▼

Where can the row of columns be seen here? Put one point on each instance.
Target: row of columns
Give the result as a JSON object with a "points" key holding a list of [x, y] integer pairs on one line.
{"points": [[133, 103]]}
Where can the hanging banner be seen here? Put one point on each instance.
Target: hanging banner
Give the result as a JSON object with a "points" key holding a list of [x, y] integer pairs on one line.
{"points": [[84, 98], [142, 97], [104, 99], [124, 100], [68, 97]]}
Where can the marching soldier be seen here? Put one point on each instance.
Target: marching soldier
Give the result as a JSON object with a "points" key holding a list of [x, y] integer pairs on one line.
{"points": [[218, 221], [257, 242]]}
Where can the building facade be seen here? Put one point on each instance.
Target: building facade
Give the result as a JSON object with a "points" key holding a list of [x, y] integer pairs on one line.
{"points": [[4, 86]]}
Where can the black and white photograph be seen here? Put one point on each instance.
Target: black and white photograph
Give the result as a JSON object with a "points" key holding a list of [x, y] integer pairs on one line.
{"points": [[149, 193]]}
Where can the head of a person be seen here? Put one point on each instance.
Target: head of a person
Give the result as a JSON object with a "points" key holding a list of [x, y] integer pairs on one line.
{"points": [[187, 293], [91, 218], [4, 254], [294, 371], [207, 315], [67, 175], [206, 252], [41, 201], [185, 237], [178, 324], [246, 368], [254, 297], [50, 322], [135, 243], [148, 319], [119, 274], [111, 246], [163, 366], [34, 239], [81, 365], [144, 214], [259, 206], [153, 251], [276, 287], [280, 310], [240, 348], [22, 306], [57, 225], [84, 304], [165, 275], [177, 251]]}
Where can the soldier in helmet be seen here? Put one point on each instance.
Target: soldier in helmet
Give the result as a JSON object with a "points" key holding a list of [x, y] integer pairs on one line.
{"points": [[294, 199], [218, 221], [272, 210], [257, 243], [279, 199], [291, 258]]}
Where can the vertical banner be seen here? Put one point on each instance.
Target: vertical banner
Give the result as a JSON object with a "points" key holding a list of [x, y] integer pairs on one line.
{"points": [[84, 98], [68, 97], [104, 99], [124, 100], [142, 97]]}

▲

## AIM OF THE TASK
Transcribe the records above exactly, but only from the line that contains "Where can the soldier" through their final line, inclusive.

## FINISHED ANSWER
Where can the soldier in helmet be seen here? Put one point on each instance.
Target: soldier in helmet
Give the result as a JSON object with a "points" key holding a list of [x, y] integer pairs on one line.
{"points": [[294, 199], [218, 221], [272, 210], [257, 243], [279, 199], [291, 258]]}
Where can the vertical banner be seen here? Put one point on each instance.
Target: vertical banner
Give the result as a JSON object with a "points" key holding a list of [x, y] integer pairs on one line.
{"points": [[84, 98], [68, 97], [104, 99], [124, 100], [142, 97]]}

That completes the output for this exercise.